▸ Required work
Copy out, unchanged, the lines of the entries below, starting at the line that contains "Target: red blurred clothing" and ending with the last line of the entries.

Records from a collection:
# # # #

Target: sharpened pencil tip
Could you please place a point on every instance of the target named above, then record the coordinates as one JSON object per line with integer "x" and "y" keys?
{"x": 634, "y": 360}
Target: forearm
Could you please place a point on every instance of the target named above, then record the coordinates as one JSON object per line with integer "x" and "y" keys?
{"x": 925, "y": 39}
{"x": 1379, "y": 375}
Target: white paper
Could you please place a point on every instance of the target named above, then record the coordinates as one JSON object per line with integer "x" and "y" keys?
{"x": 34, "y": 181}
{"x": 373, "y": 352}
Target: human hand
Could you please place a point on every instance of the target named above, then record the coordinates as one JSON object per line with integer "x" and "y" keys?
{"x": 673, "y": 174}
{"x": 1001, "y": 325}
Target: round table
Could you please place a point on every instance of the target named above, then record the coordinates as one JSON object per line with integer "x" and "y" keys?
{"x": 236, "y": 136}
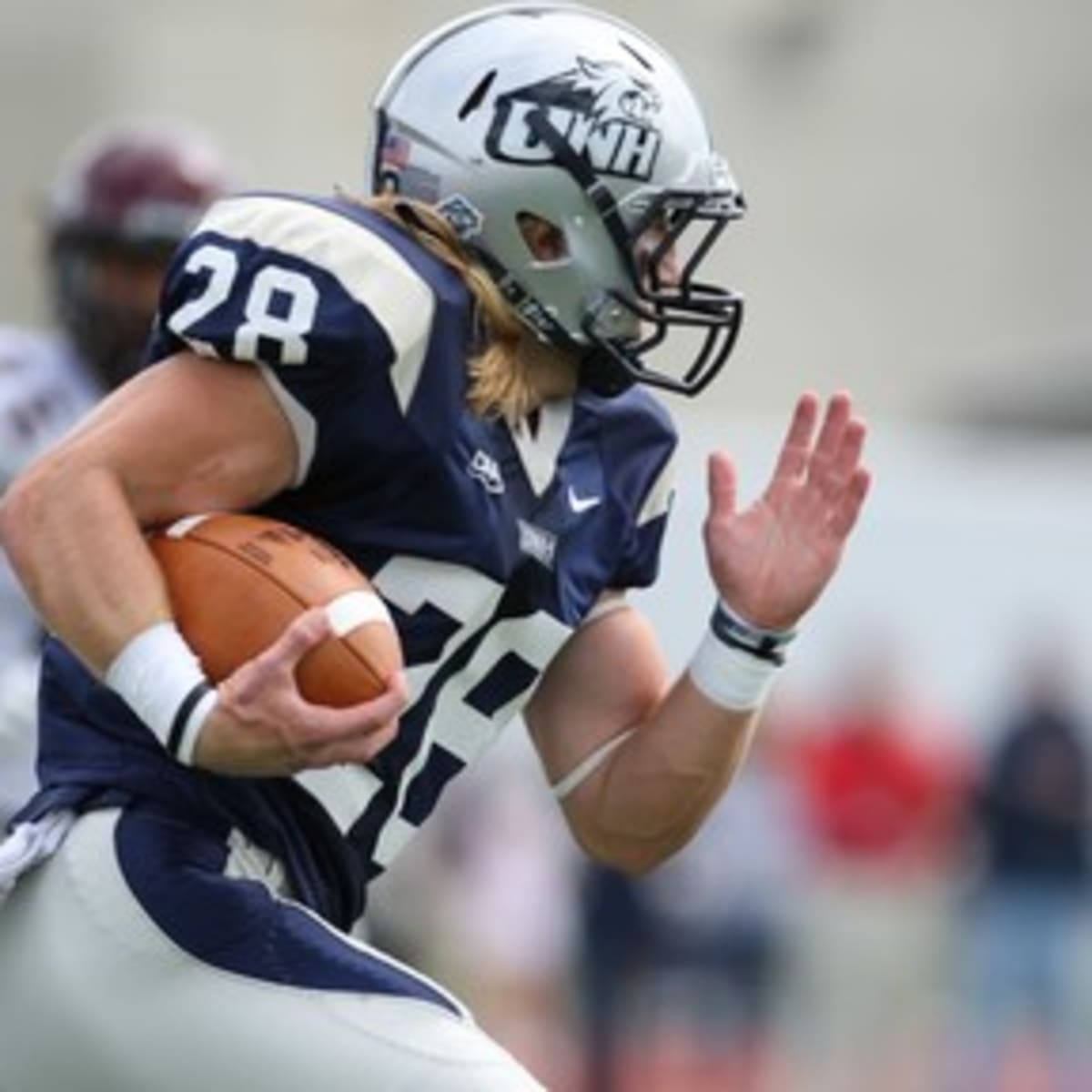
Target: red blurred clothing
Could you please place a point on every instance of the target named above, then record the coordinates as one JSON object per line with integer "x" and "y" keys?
{"x": 873, "y": 793}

# # # #

▸ Exercise answer
Target: red blurred clothing
Could you please place a point on every instance of the target named above, then record the coordinates as one JSON object per line with integer "x" and "y" keys?
{"x": 873, "y": 793}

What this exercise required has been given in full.